Stated problem: Reproduce the lines below word for word, leaving out the pictures.

Coordinate annotation lines:
──────────

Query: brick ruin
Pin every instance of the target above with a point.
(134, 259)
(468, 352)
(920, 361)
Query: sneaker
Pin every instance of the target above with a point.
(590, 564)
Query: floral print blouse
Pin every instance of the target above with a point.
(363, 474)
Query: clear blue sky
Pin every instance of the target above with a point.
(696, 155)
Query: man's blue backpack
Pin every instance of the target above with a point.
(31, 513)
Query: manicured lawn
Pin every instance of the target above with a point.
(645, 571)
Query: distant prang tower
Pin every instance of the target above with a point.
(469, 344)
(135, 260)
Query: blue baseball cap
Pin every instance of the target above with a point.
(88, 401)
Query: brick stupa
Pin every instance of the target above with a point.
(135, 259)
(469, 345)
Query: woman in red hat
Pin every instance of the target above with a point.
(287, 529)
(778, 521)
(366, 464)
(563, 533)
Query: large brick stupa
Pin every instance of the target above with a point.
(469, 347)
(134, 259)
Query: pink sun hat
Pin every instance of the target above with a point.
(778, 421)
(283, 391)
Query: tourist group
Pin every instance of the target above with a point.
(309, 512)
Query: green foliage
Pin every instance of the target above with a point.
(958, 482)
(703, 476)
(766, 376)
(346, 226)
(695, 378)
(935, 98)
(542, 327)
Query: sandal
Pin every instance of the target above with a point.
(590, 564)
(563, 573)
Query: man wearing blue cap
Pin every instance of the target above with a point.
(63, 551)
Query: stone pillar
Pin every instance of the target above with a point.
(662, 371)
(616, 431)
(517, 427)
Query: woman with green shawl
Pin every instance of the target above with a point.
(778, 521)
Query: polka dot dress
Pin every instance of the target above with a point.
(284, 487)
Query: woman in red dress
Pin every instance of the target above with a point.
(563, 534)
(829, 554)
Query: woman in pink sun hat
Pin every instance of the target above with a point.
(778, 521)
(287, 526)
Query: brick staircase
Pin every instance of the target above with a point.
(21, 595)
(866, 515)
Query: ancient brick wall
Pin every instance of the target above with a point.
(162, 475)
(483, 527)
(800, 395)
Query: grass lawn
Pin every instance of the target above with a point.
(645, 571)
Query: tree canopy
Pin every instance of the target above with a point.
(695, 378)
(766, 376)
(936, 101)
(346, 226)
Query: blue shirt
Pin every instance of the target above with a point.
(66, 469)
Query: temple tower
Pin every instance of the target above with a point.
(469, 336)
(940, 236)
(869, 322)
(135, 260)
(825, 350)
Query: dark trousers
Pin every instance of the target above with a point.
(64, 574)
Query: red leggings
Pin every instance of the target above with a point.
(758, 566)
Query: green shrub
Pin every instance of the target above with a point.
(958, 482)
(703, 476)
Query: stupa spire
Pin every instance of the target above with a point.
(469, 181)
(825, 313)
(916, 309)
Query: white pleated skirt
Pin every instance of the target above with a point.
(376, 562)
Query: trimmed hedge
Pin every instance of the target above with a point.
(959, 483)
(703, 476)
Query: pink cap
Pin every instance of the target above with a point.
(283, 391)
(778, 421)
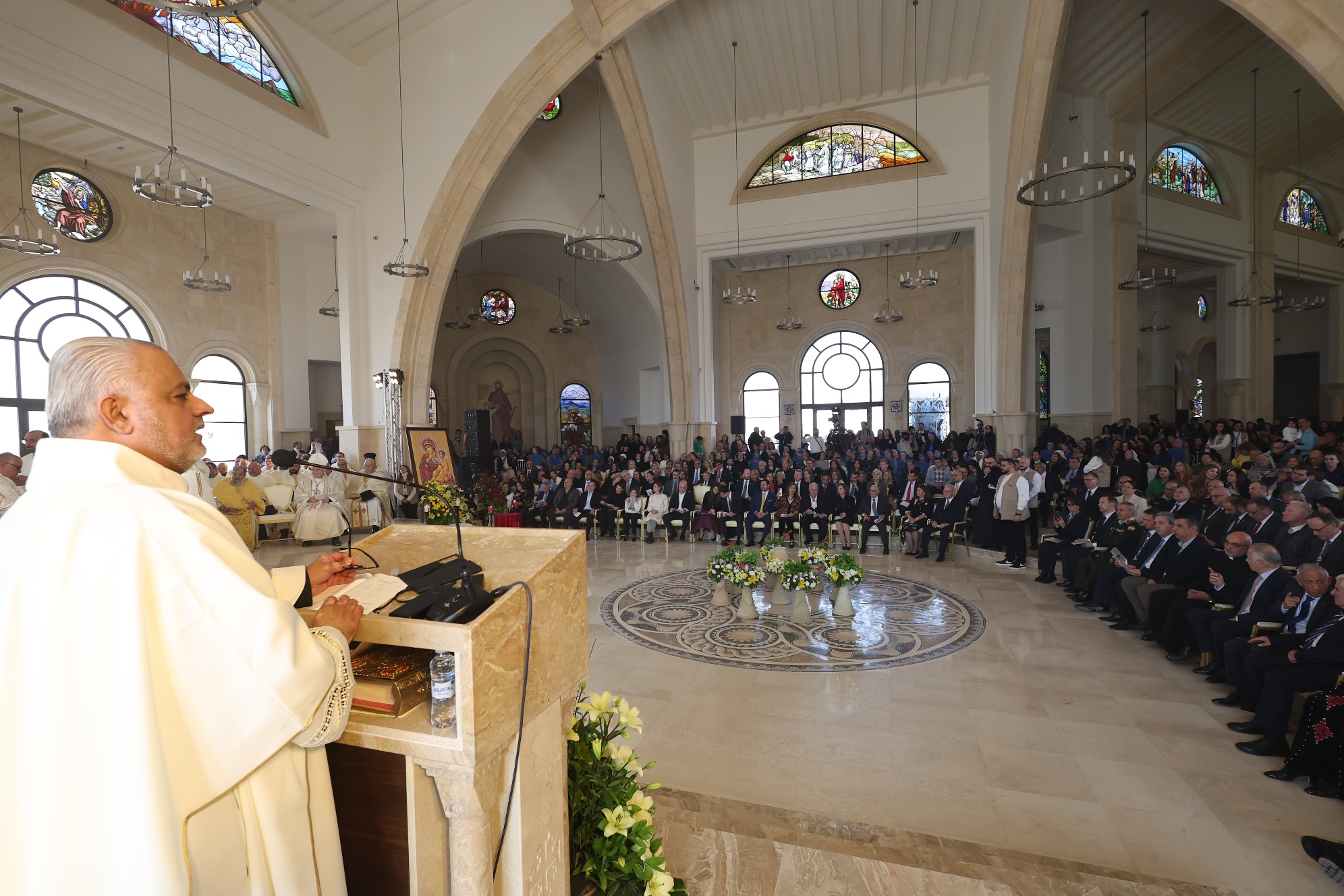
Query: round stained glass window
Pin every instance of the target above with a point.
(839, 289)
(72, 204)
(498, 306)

──────────

Worked answer:
Query: brick ruin
Pin every instance of the target above with a point.
(134, 259)
(468, 352)
(920, 361)
Query: sneaker
Pin every instance of the target above with a point.
(590, 564)
Query: floral print blouse
Pin every instance of the target above with a point.
(363, 474)
Query: clear blue sky
Pin every instance of the target above with a point.
(696, 155)
Query: man's blue backpack
Pin every instance of the target above with a point.
(31, 513)
Query: manicured lawn
Pin every instance of the target above with a point.
(645, 571)
Query: distant prang tower
Pin every instance of the target above with a point.
(469, 344)
(135, 260)
Query: blue baseball cap
Pin every instance of the target above with a point.
(88, 401)
Query: brick stupa
Pin every instance of the target above with a point.
(135, 259)
(469, 345)
Query: woman in red hat
Pin every instance of the target above with a point.
(287, 529)
(778, 521)
(366, 464)
(563, 533)
Query: large brick stupa
Pin every instance of the target above with a point.
(469, 347)
(134, 259)
Query: pink sun hat
Pin every instance of the target above with a point.
(778, 421)
(283, 391)
Query: tourist group
Pin every instance of the target above with a point.
(309, 512)
Query: green foliage
Pin every instance of the target above with a point.
(958, 482)
(703, 476)
(766, 376)
(346, 226)
(695, 378)
(935, 98)
(542, 327)
Query: sandal
Pin every instance of the target above with a point.
(590, 564)
(563, 573)
Query: man wearing blue cap
Pin every instance of the target above with a point.
(63, 551)
Query: stone pillar
Pin every instance of the target above with a point.
(662, 371)
(616, 431)
(517, 427)
Query: woman with green shawl
Pin every instance of the target above with a point.
(778, 521)
Query: polka dot dress
Pin every instance of the target above with a point.
(284, 487)
Query: woman in red dress
Pin every instance of the target above with a point.
(563, 534)
(829, 554)
Query: woman in pink sun hat
Pin every instance of the target above with a point.
(778, 521)
(287, 526)
Query: brick staircase
Pin every instance of the target above with a point.
(21, 595)
(866, 515)
Query: ancient brick wall
Pin every instance of the target above with a point.
(162, 475)
(483, 527)
(800, 395)
Query: grass lawn
Pin every instance of the target above with a point.
(645, 571)
Query: tree canopy
Pin every instance of the target above with a point.
(695, 378)
(766, 376)
(936, 101)
(346, 226)
Query: blue shirt
Pin every instance of the target above with a point.
(66, 469)
Query: temple tower
Pin every instance of the target above with a point.
(469, 336)
(940, 236)
(869, 322)
(135, 260)
(825, 350)
Query: dark trousers
Pin every instance of the target above with a point.
(64, 574)
Query: red leggings
Pin every instance of the target above with a point.
(758, 566)
Query: green shrub
Pin every instance of the target above with a point.
(958, 482)
(703, 476)
Query: stupa spire
Pin every instance of the target above with a point.
(469, 181)
(825, 313)
(916, 309)
Query: white pleated skirt
Pin every instance of the target above with a point.
(376, 562)
Query: trimmed hedge
Pin every instance of the target above with a point.
(959, 483)
(703, 476)
Query: pink cap
Pin every instance of the target above with a point.
(283, 391)
(778, 421)
Query: round stained glass window
Pin every instance of the target above with a point.
(839, 289)
(72, 204)
(498, 306)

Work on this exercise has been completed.